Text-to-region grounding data
----
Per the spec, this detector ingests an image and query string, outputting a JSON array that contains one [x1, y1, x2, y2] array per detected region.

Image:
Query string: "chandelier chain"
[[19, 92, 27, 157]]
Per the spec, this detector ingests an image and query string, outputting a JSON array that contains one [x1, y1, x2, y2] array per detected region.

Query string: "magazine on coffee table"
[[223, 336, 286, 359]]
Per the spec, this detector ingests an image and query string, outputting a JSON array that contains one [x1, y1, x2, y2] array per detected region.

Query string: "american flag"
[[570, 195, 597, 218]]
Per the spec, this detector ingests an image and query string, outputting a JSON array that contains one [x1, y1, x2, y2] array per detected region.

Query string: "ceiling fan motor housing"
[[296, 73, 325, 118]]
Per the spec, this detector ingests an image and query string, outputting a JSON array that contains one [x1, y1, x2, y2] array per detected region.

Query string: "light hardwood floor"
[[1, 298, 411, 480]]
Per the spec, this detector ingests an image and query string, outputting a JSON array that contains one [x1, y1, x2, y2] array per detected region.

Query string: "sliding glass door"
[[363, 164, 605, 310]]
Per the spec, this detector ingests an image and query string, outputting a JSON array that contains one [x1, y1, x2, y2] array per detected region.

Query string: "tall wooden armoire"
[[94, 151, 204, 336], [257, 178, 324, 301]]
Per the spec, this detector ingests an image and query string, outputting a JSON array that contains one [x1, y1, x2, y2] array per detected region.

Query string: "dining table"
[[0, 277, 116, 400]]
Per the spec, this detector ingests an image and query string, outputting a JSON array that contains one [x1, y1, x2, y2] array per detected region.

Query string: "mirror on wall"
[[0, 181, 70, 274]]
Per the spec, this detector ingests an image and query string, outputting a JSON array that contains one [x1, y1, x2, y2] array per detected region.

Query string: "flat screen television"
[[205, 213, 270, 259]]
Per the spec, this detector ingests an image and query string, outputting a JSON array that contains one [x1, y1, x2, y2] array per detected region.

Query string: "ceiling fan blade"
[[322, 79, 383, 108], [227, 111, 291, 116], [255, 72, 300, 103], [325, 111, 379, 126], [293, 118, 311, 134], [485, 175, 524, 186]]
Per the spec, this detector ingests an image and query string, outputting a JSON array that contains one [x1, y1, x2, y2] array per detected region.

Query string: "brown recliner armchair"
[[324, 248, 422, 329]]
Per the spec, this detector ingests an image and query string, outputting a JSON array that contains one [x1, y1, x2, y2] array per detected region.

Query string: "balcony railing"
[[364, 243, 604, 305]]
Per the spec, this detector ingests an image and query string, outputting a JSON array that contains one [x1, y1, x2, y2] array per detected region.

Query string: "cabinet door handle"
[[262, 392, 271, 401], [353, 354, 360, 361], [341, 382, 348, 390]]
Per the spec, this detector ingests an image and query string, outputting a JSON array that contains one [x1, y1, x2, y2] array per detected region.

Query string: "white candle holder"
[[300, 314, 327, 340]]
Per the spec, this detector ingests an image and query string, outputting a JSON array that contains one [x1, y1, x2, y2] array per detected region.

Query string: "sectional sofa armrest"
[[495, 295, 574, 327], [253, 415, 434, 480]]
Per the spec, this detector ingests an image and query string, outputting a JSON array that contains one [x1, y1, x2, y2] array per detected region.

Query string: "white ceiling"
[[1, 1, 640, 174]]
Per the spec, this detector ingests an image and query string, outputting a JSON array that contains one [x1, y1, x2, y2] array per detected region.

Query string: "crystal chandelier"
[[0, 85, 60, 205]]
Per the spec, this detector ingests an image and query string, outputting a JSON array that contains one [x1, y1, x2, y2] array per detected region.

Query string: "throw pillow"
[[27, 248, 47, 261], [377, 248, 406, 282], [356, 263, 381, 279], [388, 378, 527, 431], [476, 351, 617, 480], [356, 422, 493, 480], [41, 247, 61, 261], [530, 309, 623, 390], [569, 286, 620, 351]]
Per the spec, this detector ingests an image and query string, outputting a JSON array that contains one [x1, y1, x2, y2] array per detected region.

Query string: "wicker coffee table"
----
Write out each record exactly, without addition or omission.

Per the spec, this detector ingests an image and query string, outputting a JSON array that contains one [x1, y1, x2, y2] array per detected region.

Image:
Query string: "chandelier chain"
[[19, 92, 27, 157]]
Per the spec, this detector ingests an image and query string, outputting a JSON array that contains one [x1, y1, x2, y2] array per detected region.

Query string: "magazine on coffee table"
[[223, 336, 286, 359]]
Per the spec, this detector ingests an image and query string, outputting a JSON array that contains one [x1, y1, x2, y2] array per detected region.

Query string: "american flag"
[[570, 195, 597, 218]]
Per the spec, this detector ingests an image and query string, outputting a JSON array that contains one [x1, y1, x2, y2] array per detected region.

Query string: "ceiling fan motor housing"
[[296, 73, 325, 118]]
Per the spec, this detector ingests an image and query string, outputting a JSON array that contains one [x1, y1, x2, y2] array per detected region.

Query string: "light hardwood floor"
[[1, 298, 411, 480]]
Per the spec, this detector ingests an image and query string, outputting a JSON array that contains one [x1, y1, x2, y2] array per detected region.

Query string: "sliding glass door"
[[363, 164, 605, 310]]
Per the spec, this detector ingests an image and query string, outputting a JSON array that contains one [x1, y1, x2, y2] array per detected region.

Query string: "tall wooden armoire"
[[94, 151, 204, 336], [257, 178, 324, 301]]
Per the spec, this detector ingests an image and query string, outputting a JSON array that contains one [x1, y1, x2, y2] array per detected region.

Query string: "dining table"
[[0, 277, 116, 400]]
Per the spec, this detector ingests an image and query string, outputting a JSON array that contains one [x1, y1, x2, y2] array per detected region.

Query string: "mirror on wall"
[[0, 181, 70, 274]]
Per the spec, this detector ingests an image and query string, outputting a JSON array that contains one [x1, y1, x2, y2] array per detected region.

Query string: "flat screen television"
[[205, 213, 270, 259]]
Per the spec, this detector ingests an image and query string, outputting a JSON array that contains one [x1, y1, x2, y2] array per detected region.

Query string: "ceiling fan blade"
[[322, 79, 383, 108], [227, 111, 291, 116], [255, 72, 300, 103], [325, 111, 379, 126], [293, 118, 311, 134], [485, 175, 524, 186]]
Per the spec, this detector ingests an image and query string, outputting a JSON array that contains one [x1, y1, x2, y2] array per detected region.

Query string: "brown recliner armchair"
[[324, 248, 422, 329]]
Per the spec, this detector ingests an image and query string, outputting a JSON array that contains one [x1, y1, x2, y2] array per detected region.

Query string: "balcony railing"
[[364, 243, 604, 305]]
Per the spec, this detector ingests an image and query string, outputting a JSON array that contains one [x1, y1, x2, y2] array per detected region.

Query string: "cabinet door handle"
[[262, 392, 271, 401], [353, 354, 360, 361], [341, 382, 348, 390]]
Per the spec, this detector ingests an image and query string, outputting a JSON array that contains one [x1, y1, x2, y2] array per detected region.

Query string: "white candle holder"
[[300, 314, 327, 340]]
Per the spec, this detector ingests an image and query string, outputting a JSON array that contains one [x1, y1, x2, y2] array per detected region.

Query string: "sectional sofa armrest"
[[495, 295, 574, 327], [253, 415, 434, 480]]
Per the spec, this detector ingests an image and query string, outputting a JSON array that contains one [x1, y1, x2, y2] array per detected region.

Query string: "white ceiling"
[[1, 1, 640, 174]]
Per the spec, this detector ingests an image and query string, outputting a JSON array that contains one [x1, y1, x2, y2] array per detected region.

Query string: "crystal chandelier"
[[0, 85, 60, 205]]
Per the spec, this detector ingests an image and query string, outputting a JSON array that contains one [x1, y1, x2, y2] array per detected region.

Query string: "throw pillow"
[[27, 248, 47, 261], [377, 248, 406, 282], [356, 263, 381, 279], [388, 378, 527, 431], [476, 351, 617, 480], [356, 422, 493, 480], [41, 247, 61, 261], [530, 309, 623, 390], [569, 286, 620, 351]]
Per the spec, this detector ingests an image and query string, outputting a JSON array that contains one [x1, y1, x2, y2] array per detected region.

Query string: "wicker coffee table"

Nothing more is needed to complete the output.